▸ **Consigne**: D'après le texte sur l'orientation postbac, quelle proportion des élèves de terminale a consulté les sites Internet des établissements ?

▸ **Source**:
ORIENTATION / CONCOURS

Comment s’oriente-t-on aujourd’hui ?

Jamais les salons n’auront autant fait le plein ! L’Etudiant et Studyrama publient cette année chacun des images de foules inédites dans les allées de leurs salons d’orientation postbac. Dans une étude sur l’orientation postbac qu’elle vient de publier la Fesic (Fédération des établissements d’enseignement supérieur d’intérêt collectif) montre que 50% des élèves de terminale s’y sont rendus en 2024 ! Certes ce sont les sites Internet des établissements qui restent leur moyen d’information numéro 1 (70% des élèves les ont consultés) devant Parcoursup (62%) mais ils se placent très loin devant les influenceurs et les réseaux sociaux que seulement 4% des élèves disent utiliser pour leur orientation. Deux autres études viennent d’être publiées sur le même thème : celles du site Tonavenir, premier réseau national de conseil en orientation scolaire personnalisé qui accompagne collégiens, lycéens et étudiants dans leurs choix d’orientation, et du site Diplomeo.

Quelles sources d’informations ? Les conseillers d’orientation sont rarement consultés – et jamais de manière prioritaire – tant ils souffrent d’a priori négatifs et d’une « réputation tenace d’inutilité via le bouche-à-oreille entre lycéens ». Les lycéens interrogés ont même parfois la conviction que leurs conseils « peuvent manquer de pertinence, voire être contre-productifs » et risquent « d’aiguiller les lycéens vers des filières sans rapport avec leurs compétences ou leurs aspiration ». Quant aux professeurs, s’ils « sont en posture d’écoute, ils n’ont pas de rôle de conseil ou d’aide par rapport aux vœux sur Parcoursup ». Globalement les sources d’information trop « top down » sont « mises de côté au profit d’une information plus interactive qui permet de mieux appréhender la réalité post Bac » conclut l’étude.

Cinquième source d’information des élèves de terminale (consultés par 48% d’entre eux) les parents se disent quant à eux impliqués pour 73% d’entre eux (dont 34% « très impliqués ») et particulièrement au moment des vœux sur Parcoursup, avec l’aide à l’écriture des lettres de motivation. Avec une vraie inquiétude vis-à-vis du processus. Ceux qui y orientent leur premier enfant se disent « globalement stressés » et multiplient les visites à des salons, forums, JPO, les consultations de sites, les lectures de fiches, les discussions avec l’entourage tout en recherchant l’appui du lycée.

▸ **Extrait de données**:
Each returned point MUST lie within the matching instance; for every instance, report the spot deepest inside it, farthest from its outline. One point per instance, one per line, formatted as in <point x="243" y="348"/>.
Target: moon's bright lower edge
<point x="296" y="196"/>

▸ **Réponse attendue**: 70 % des élèves de terminale.